## Start
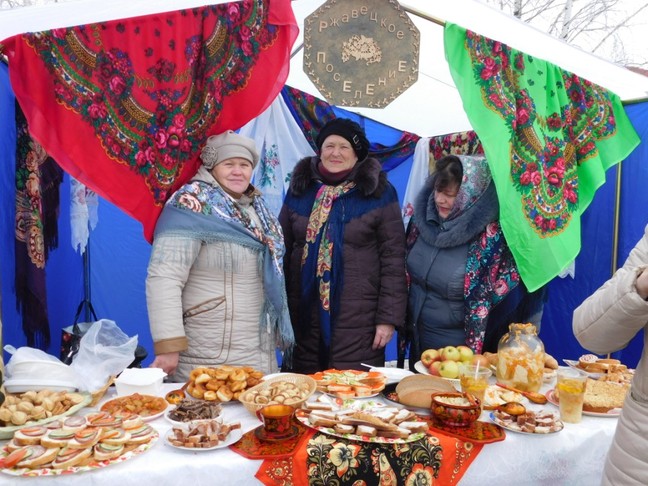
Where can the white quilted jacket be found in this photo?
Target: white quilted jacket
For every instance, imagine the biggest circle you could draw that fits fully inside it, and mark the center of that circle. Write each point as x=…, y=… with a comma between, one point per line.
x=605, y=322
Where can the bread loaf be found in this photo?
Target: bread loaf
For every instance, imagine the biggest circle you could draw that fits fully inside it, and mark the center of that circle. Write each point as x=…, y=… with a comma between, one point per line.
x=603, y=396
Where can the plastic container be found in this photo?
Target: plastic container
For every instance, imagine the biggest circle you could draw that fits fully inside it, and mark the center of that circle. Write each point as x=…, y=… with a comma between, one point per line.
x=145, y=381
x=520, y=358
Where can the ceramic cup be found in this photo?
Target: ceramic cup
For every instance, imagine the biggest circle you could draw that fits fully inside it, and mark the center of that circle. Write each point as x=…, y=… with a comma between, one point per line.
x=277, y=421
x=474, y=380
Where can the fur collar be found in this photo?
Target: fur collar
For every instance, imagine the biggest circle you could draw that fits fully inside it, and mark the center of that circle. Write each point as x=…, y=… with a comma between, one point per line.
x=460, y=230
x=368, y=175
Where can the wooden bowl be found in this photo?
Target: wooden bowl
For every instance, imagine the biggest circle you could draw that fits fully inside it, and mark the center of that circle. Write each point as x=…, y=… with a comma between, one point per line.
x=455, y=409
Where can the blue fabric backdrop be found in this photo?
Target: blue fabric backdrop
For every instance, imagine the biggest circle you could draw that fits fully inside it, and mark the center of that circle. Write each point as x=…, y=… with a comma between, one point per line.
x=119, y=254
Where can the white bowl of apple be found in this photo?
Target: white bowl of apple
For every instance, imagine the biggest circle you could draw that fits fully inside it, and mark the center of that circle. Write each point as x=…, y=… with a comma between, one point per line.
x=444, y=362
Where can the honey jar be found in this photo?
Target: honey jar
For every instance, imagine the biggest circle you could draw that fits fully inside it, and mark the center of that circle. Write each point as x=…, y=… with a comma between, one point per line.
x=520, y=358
## End
## Start
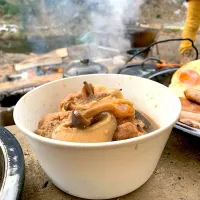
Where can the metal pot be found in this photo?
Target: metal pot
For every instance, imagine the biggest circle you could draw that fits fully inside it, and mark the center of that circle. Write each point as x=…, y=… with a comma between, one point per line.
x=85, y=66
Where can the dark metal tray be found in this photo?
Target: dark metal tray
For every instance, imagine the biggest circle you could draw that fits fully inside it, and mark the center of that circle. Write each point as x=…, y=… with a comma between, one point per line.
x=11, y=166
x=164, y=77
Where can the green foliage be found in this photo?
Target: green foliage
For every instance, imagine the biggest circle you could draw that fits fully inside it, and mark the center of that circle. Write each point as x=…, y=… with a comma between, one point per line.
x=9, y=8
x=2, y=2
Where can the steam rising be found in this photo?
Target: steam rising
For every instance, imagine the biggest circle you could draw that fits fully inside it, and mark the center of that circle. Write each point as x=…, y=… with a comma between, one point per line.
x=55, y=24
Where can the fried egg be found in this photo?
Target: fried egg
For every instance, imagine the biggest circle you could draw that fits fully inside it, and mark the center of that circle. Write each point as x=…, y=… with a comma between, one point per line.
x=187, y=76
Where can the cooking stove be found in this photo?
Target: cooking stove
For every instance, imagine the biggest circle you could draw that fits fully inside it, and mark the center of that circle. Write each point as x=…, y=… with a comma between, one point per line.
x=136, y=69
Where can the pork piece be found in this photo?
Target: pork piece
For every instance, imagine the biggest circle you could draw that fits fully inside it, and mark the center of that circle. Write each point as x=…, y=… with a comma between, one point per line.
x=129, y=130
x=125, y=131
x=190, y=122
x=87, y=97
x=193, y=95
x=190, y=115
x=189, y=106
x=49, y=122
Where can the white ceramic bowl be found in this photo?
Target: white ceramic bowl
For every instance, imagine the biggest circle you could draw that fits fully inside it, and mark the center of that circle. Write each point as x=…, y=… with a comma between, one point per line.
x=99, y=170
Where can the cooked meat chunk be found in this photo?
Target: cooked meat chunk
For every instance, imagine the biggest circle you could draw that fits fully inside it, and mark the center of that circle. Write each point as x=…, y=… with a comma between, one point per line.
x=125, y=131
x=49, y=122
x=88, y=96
## End
Can you update the material from the line with "Where can the white bowl" to the line with "x=444, y=362" so that "white bowl of apple" becomes "white bowl of apples" and all else stays the same, returning only those lines?

Where can the white bowl of apples be found in this photo?
Target: white bowl of apples
For every instance, imagine the biggest circle you could draw that fits fully inside it, and mark the center of that circle. Write each point as x=…, y=… with a comma between, one point per line.
x=444, y=362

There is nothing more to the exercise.